*What the task requires:* Keep the pictures out while you transcribe the listing below exactly.
#### Exercise input
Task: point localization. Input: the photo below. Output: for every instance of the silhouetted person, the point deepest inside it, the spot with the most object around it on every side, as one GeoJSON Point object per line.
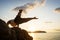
{"type": "Point", "coordinates": [5, 32]}
{"type": "Point", "coordinates": [18, 20]}
{"type": "Point", "coordinates": [22, 34]}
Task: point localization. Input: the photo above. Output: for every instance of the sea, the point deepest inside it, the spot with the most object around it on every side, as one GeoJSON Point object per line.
{"type": "Point", "coordinates": [46, 36]}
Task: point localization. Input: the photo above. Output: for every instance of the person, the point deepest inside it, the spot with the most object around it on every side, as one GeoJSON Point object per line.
{"type": "Point", "coordinates": [18, 20]}
{"type": "Point", "coordinates": [5, 32]}
{"type": "Point", "coordinates": [21, 34]}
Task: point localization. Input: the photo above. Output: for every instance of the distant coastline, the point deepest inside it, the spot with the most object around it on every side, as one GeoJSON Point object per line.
{"type": "Point", "coordinates": [37, 32]}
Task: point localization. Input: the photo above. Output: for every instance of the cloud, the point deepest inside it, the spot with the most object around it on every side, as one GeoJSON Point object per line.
{"type": "Point", "coordinates": [57, 10]}
{"type": "Point", "coordinates": [48, 22]}
{"type": "Point", "coordinates": [30, 5]}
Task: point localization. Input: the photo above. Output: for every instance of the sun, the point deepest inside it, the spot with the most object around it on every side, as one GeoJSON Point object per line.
{"type": "Point", "coordinates": [32, 29]}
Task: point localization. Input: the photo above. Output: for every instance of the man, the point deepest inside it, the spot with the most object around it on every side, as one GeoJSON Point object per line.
{"type": "Point", "coordinates": [18, 20]}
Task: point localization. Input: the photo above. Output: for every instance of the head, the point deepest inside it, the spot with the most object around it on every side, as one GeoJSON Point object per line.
{"type": "Point", "coordinates": [12, 23]}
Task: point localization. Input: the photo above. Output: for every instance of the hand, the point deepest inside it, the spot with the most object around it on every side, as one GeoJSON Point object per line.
{"type": "Point", "coordinates": [35, 18]}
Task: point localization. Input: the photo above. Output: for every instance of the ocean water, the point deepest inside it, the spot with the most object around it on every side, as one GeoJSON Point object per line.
{"type": "Point", "coordinates": [46, 36]}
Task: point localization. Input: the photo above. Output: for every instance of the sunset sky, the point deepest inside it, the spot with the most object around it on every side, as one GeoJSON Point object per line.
{"type": "Point", "coordinates": [49, 14]}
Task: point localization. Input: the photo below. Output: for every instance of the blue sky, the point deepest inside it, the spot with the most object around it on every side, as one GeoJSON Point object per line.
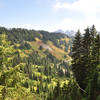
{"type": "Point", "coordinates": [50, 15]}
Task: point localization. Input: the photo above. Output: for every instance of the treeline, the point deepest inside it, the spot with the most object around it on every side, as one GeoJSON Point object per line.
{"type": "Point", "coordinates": [19, 35]}
{"type": "Point", "coordinates": [29, 77]}
{"type": "Point", "coordinates": [84, 84]}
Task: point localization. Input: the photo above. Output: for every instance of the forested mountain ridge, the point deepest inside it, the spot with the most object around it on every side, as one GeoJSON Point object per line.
{"type": "Point", "coordinates": [38, 67]}
{"type": "Point", "coordinates": [58, 44]}
{"type": "Point", "coordinates": [35, 62]}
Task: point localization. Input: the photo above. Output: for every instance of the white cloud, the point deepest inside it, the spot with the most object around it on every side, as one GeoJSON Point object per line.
{"type": "Point", "coordinates": [88, 7]}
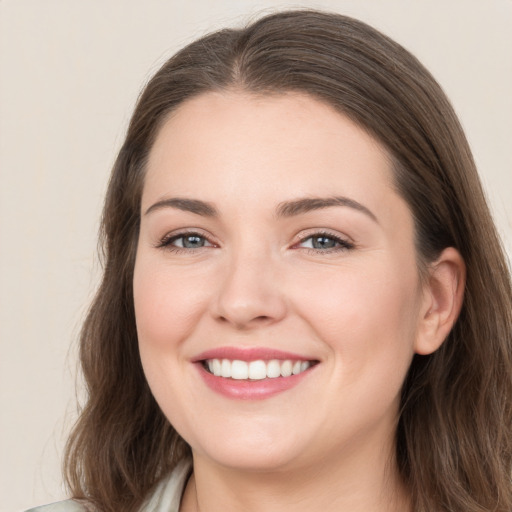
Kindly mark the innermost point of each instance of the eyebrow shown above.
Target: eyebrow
(307, 204)
(284, 209)
(187, 205)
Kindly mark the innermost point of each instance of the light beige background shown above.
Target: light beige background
(70, 73)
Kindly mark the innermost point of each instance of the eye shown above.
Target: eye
(325, 242)
(185, 242)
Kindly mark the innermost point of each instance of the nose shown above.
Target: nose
(249, 294)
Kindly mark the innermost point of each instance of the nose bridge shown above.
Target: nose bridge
(249, 293)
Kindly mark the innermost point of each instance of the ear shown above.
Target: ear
(443, 294)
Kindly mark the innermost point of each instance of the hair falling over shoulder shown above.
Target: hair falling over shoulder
(454, 437)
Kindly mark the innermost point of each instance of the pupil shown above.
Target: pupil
(323, 242)
(192, 242)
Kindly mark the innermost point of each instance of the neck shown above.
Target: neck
(369, 484)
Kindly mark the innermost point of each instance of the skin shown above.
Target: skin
(359, 308)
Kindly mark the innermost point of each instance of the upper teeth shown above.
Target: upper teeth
(256, 370)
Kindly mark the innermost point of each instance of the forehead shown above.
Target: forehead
(262, 148)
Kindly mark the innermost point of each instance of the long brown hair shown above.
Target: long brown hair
(454, 441)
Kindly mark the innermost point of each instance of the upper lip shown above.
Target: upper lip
(249, 354)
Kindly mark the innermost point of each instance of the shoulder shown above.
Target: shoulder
(60, 506)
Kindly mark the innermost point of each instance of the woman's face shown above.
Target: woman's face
(273, 242)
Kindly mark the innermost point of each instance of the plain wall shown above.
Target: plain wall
(70, 71)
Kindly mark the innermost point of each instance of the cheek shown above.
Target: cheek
(367, 315)
(167, 304)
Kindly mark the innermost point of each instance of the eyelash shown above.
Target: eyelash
(343, 245)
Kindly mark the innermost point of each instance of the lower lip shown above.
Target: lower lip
(251, 389)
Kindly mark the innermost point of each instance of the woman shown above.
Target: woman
(305, 304)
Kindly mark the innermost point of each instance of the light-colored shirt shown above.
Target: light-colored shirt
(165, 498)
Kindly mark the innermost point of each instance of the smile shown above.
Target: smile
(255, 370)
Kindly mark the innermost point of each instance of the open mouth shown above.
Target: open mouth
(255, 370)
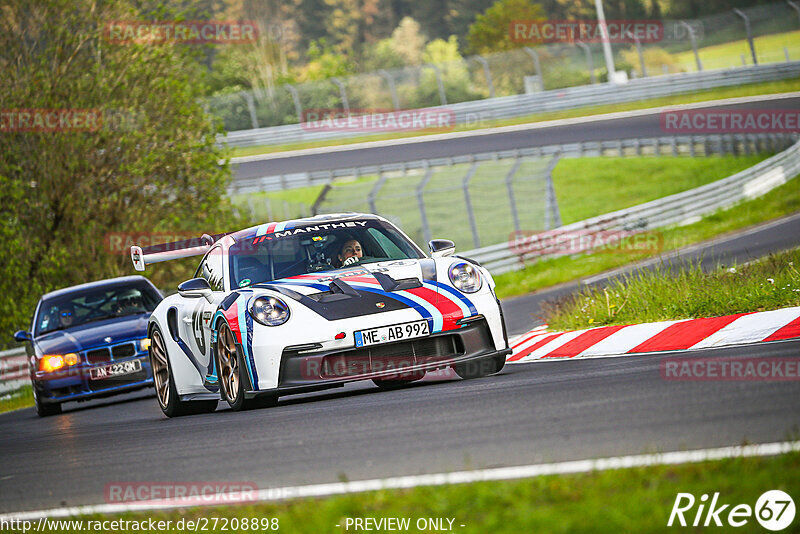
########
*Output below:*
Task: point localization. Input: the photo below. Output: for every instance of the silhouetted person, the point deepest inside it, the spot with the most object around it on every side, as one GeoJSON Point object per line.
{"type": "Point", "coordinates": [5, 32]}
{"type": "Point", "coordinates": [18, 20]}
{"type": "Point", "coordinates": [22, 34]}
Task: point localization. Input: the photo above. Output: for every instance of the sea, the point deepest inside it, the spot with the most object around it on every side, as one GeoJSON Point object per line.
{"type": "Point", "coordinates": [46, 36]}
Task: point localization. Input: the photo above. Output: for every instance of the person, the point deepest inside it, the spot with the most object around it on every side, as one GeoJSON Point object per line.
{"type": "Point", "coordinates": [18, 20]}
{"type": "Point", "coordinates": [5, 32]}
{"type": "Point", "coordinates": [21, 34]}
Task: point localization. Input: the photo above. Output: for every instance of the distant coastline, the point deepest inside it, the spot with the most object around it on every side, as one GeoJSON Point object per line.
{"type": "Point", "coordinates": [37, 32]}
Task: point localization. Input: the photo above. Output: for every instance of the cloud, the point deepest inside it, the spot with the most object around it on every side, as one GeoJSON Point object per line.
{"type": "Point", "coordinates": [57, 10]}
{"type": "Point", "coordinates": [48, 22]}
{"type": "Point", "coordinates": [30, 5]}
Task: point localization. Input: the photo above. Output: for every instance of the sun, the point deepest inside it, the spot with the most object around it on every side, as one GeoJSON Point object per line.
{"type": "Point", "coordinates": [32, 29]}
Task: point localization. Input: the photo above. Output: for every instance of the man, the point deepest inside it, the spot with the most object around it on every side, as one GeoJSON Point object per line.
{"type": "Point", "coordinates": [18, 20]}
Task: point localization. Input: the photo above. Output: for every instance of the head, the point deepest inside it, the spot with the most object around it on every side, as one GeoJSON Point object per line.
{"type": "Point", "coordinates": [12, 23]}
Task: point localization. Input: the photo above. Output: for every instance of the hand, the point deepest inside it, the spot with the most object around it on every side, as one GeoJSON Point object per line.
{"type": "Point", "coordinates": [35, 18]}
Task: point localization. Input: the photo above. Output: for every instance of the ocean water, the point deepest inside it, the spot with the most object around it on every side, as one GeoJSON Point object per line.
{"type": "Point", "coordinates": [46, 36]}
Task: point localization. Input: the photo above. Output: for every instance of the sunset sky, the point deepest inside it, the spot with the most object around it on every side, as one GeoJSON Point object per line.
{"type": "Point", "coordinates": [49, 14]}
Task: point localization. Input: the photo below. Output: for every instance of the blue sky, the point deepest inside it, the spot with the most object around it on every side, as one GeoJSON Point object per line.
{"type": "Point", "coordinates": [50, 15]}
Task: point localization. Input: the photo above. Output: for every instance of the treeline, the point deepest inside it, the spot with the most object around it on every side, as one GeoJSON Point object per line.
{"type": "Point", "coordinates": [19, 35]}
{"type": "Point", "coordinates": [29, 77]}
{"type": "Point", "coordinates": [84, 84]}
Task: point localization. Input: the photo above. Output: for every instance of the forested mountain ridge, the point deepest inside it, the spot with the most object around it on every side, as one GeoJSON Point object per line.
{"type": "Point", "coordinates": [38, 67]}
{"type": "Point", "coordinates": [58, 44]}
{"type": "Point", "coordinates": [35, 62]}
Task: point localization. Input: the photo above. Output: for every instance of the white cloud, the point deepest inside it, the spot with the most object around it on every side, as one GeoJSON Point object per line.
{"type": "Point", "coordinates": [88, 7]}
Kindly mark the innermost point of each instance of the eyebrow shown above.
Target: eyebrow
(307, 204)
(284, 209)
(187, 205)
Kindly mark the innermost point of each instance of the light beige background shown above.
Target: light beige background
(70, 73)
Kindly mark the innermost point of each instance of the eye shown above.
Target: eye
(325, 242)
(185, 242)
Kindly mark the innermost point of each instance of the nose shown above.
Target: nose
(249, 294)
Kindly mark the innermost point of each instance of the nose bridge shown above.
Target: nose bridge
(249, 293)
Kindly mark the innermost point of each instance of the ear shown above.
Target: ear
(443, 294)
Kindly mark the innermost point of each instance of the hair falling over shoulder shown above.
Target: hair falling over shoulder
(454, 437)
Kindly mark the innermost point of each instance of the pupil shown above.
Target: pupil
(323, 242)
(192, 242)
Kindly mark the innermost point of each instance of the neck shown above.
Target: neck
(369, 484)
Kindly mark the innermost point of each instance of the skin shown above.
Target: skin
(359, 308)
Kindly mark the innermost point of each instance of the upper teeth shown above.
Target: upper teeth
(256, 370)
Kindly mark the innermost point of each instance of the forehead shown above.
Target: forehead
(262, 148)
Kindly mark the innermost point of each instance of the long brown hair shown above.
Target: long brown hair
(454, 441)
Kindly mark the innermost point of each instance of the upper lip shown above.
Target: upper lip
(249, 354)
Kindly mark the innermost point of each instance of the shoulder shown above.
Target: shoulder
(60, 506)
Kindly mark the innermost point of each instance of the woman's face shown above.
Target: woman's face
(273, 242)
Kindly mark the innermost point of each instance of the plain wall shown above.
Target: plain wall
(70, 71)
Kindly mark the innermost point of each instance of the cheek shown above.
Target: cheek
(367, 315)
(167, 304)
Kindly mark the innermost point of each instance of the eyelash shown above.
Target: eyelash
(343, 245)
Kindly mark the innermost point of each instance of the lower lip shown above.
Target: lower lip
(251, 389)
Kindly mark the innermost point of each instance of the woman shown above.
Target: woman
(305, 304)
Kindly mark the innermost point of each instance of the light-colored shirt shown above.
Target: light-colored shirt
(165, 498)
Kindly mark the innermost point of each instance of the smile shown above.
Target: smile
(255, 370)
Kindly mark the innermost point of each instance of the open mouth shown above.
Target: open mouth
(255, 370)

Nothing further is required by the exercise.